-------- Testo fornito

Ma lo spettro della dittatura (sanitaria), che per dietrologi e complottisti altro non avrebbe rappresentato che il grimaldello per poi condurci ad un regime autoritario, guarda caso è stato evocato in più occasioni da chi, oggi, non bolla fino in fondo come “pre-potenti” le azioni di Putin, quasi a voler (mostrare di) credere nella favola della operazione militare speciale. Se speciale vuol significare, in questo caso, fuori dall’ordinario, beh allora ci siamo. Perché operazioni militari che producono oltre 4 milioni di profughi in 5 settimane, migliaia di vittime civili tra cui 205 bambini (di cui si ha conoscenza), oltre a 367 feriti, altre centinaia di piccoli deportati, devastazioni e distruzioni ad ampio spettro non fanno parte dell’ordinario cui la storia ci ha abituato con le sue luci e le sue ombre.

A queste “pre-potenze”, a queste ineffabili e disumane violenze è giusto resistere, porre in atto tutte le misure atte a contrastarle. Non c’è una sola ragione valida al mondo per la quale un popolo debba vedere soffocata la sua libertà da un altro: si tratta solo di sopraffazione che nel 21esimo secolo speravamo davvero di non vedere più. Anche perché quanto sta accadendo non può essere annoverato alla voce “scaramucce” che alcune volte vengono messe in atto, o solo semplicemente minacciate, per spingere i contendenti a sedersi al tavolo e trattare. Dalla forza brutale alla diplomazia il passaggio può apparire difficile da accettare talvolta, ma il risultato è, di certo, più proficuo e più indolore.

Sento già l’obiezione: ma l’Italia, i paesi europeisti ed atlantisti, si stanno macchiando di corresponsabilità perché impegnati a sostenere la Resistenza ucraina, con l’invio di armi (e anche di uomini, vista la presenza di volontari dei paesi occidentali…). È vero che i Costituenti stabilirono che l’Italia (articolo 11) ripudia la guerra, ma il principio va interpretato. Attualmente, infatti, da una parte vi sono quelli che credono che il sostegno mediante invio di armi all’Ucraina sia incostituzionale e, dall’altra, quelli che al contrario invocano uno spazio di legittimità della guerra, perché il ripudio avrebbe ad oggetto solo la guerra di aggressione mentre le azioni belliche di Kiev hanno solo l’obiettivo di difendersi e di fermare/contenere l’avanzata delle truppe di Mosca.

All’epoca dei lavori per la stesura della Legge fondamentale della Repubblica, Ugo Damiani, membro della Costituente ed unico rappresentante del Movimento Unionista, mise agli atti, in merito all’articolo 11, che “qualsiasi contrasto, per quanto grave, per quanto aspro, può sempre essere risolto col ragionamento, poiché il ragionamento- dobbiamo riconoscerlo- rappresenta l’arma più poderosa dell’uomo”. Una affermazione che spianerebbe la strada alla diplomazia ed al ruolo delle organizzazioni sovrannazionali (pletoriche e costose) come l’Onu che invece, molto spesso, non riesce ad andare al di là di risoluzioni o dichiarazioni di condanna con scarso o nullo effetto pratico nei teatri di guerra, visto il potere di veto dei membri permanenti del Consiglio di Sicurezza, tra cui quella Russia che oggi tiene in scacco l’Ucraina, con gravi ripercussioni umanitarie, sociali, politiche ed anche economiche.  Perché si può anche decidere di affamare un popolo per farlo cedere, capitolare.

Per tornare all’inizio è quello che si sta facendo in Ucraina, Mariupol in testa. Di cui nella storia rimarranno le immagini delle distruzioni e la resistenza strenua dei cittadini. Veri e propri eroi. Un popolo diventato esercito, come ha detto più volte il coraggioso Zelensky.

----------------
-------- Raccolta di materiale

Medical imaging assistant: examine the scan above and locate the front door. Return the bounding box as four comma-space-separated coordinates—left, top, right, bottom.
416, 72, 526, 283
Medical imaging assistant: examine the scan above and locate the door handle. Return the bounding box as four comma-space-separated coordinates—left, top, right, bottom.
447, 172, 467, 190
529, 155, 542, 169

----------------

**Compito da svolgere**
Riporta tutte le persone che il testo sulla guerra in Ucraina nomina esplicitamente. Il materiale non ha alcun ruolo in questo esercizio.

**Risultato dell'esercizio**
Putin, Ugo Damiani, Zelensky